# EXERCISE DIRECTIONS
From the text on fish diets below, list every kind of alga it names as an ideal first ingredient for herbivorous species.

# TEXT PASSAGE
§ §

Healthy gut, healthy body

The diet of a fish is reflected in the digestive tract — the stomach and the intestines. For example, longer intestines suggest that a fish has evolved to ingest food that takes longer to process, and that’s usually a herbivorous diet. By contrast, a large stomach and short intestine hints at a carnivorous fish.

If we look into their molecular physiology, all organisms generate proteins known as enzymes, and these are used to break down their food. These enzymes have evolved over thousands of years to break down a specific part or parts of a diet, and where an animal has not evolved the enzymes to process specific parts of a diet, that diet will not be processed by the digestive tract. The unprocessed food will either pass straight out or it will result in fluid and gas production, bloat and digestion issues.

Inside the intestines there also resides a variety of bacteria and archaea directly involved in the digestive process. Like enzymes, these bacteria have also evolved over generations to feed on specific aspects of a fish’s diet — some deal with vegetable matter, others with flesh, and so on.

Feeding a herbivorous species on a carnivorous diet (for example, foods high in fish/krill/insect meal content) will likely not provide suitable levels of nutrition as it will not be digested.Fundamentally, malnutrition will likely occur where any herbivorous species cannot break down carnivorous food.

What to look for

Labels on fish foods can lead to confusion. For example, a food labelled as a ‘pleco diet’ must be herbivorous, right? After all aren’t members of the Loricariidae (plecos) herbivores? Well, no, and therein we find a problem. Marketing a veg-based food as suitable for all plecos ignores the presence of omnivorous and carnivorous species — all of which are plecos.

A majority of branded diets are more on the omnivorous side, though if you look at the ingredients, you’ll see that some lean more towards carnivory. Usually when it comes to the ingredients list on any packet of food will list the ingredients in order of abundance. So, if you see ingredients listed something like ‘Cereals, spirulina, lobster eggs’ then that indicates that cereals make up the greatest proportion, followed by spirulina and then lobster eggs. Alas, the main ingredient of many ‘pleco diets’ is usually fish/krill/insect meal with few algae added (if any) and usually a small number of vegetables.

Fish/krill/insect meal (along with derivatives) in small amounts is unlikely to cause issues and is even a good source of Vitamin B12. Using these ingredients is a cheap way of increasing protein levels, though in the case of fish and krill it can also have an environmental impact. However, these proteins might not be digestible in herbivorous fishes, and other aspects of a carnivorous diet are equally likely to have limited digestibility in herbivorous species.

In the wild many of these herbivorous species would likely be eating large amounts of algae. Spirulina and chlorella meals are high in protein and other minerals, and kelp and seaweed (macroalgae) are also available. The ideal diet would contain algae as the first ingredients (spirulina, kelp, seaweed and chlorella) and ideally these should be dominating the top of the list. Fish/krill/insect meal should be lower down. I am a fan of diets containing a large number of ingredients, so providing a wider range of vitamins, minerals and nutrients.

§ §

# DATA FOR REVIEW
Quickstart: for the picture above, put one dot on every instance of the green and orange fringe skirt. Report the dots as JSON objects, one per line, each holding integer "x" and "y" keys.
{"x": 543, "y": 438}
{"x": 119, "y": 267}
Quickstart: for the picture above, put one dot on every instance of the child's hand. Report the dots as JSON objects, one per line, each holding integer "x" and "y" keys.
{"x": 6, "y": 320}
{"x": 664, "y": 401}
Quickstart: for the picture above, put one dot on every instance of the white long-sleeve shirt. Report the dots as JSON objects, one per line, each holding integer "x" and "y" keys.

§ §

# YOUR RESPONSE
Spirulina, kelp, seaweed, chlorella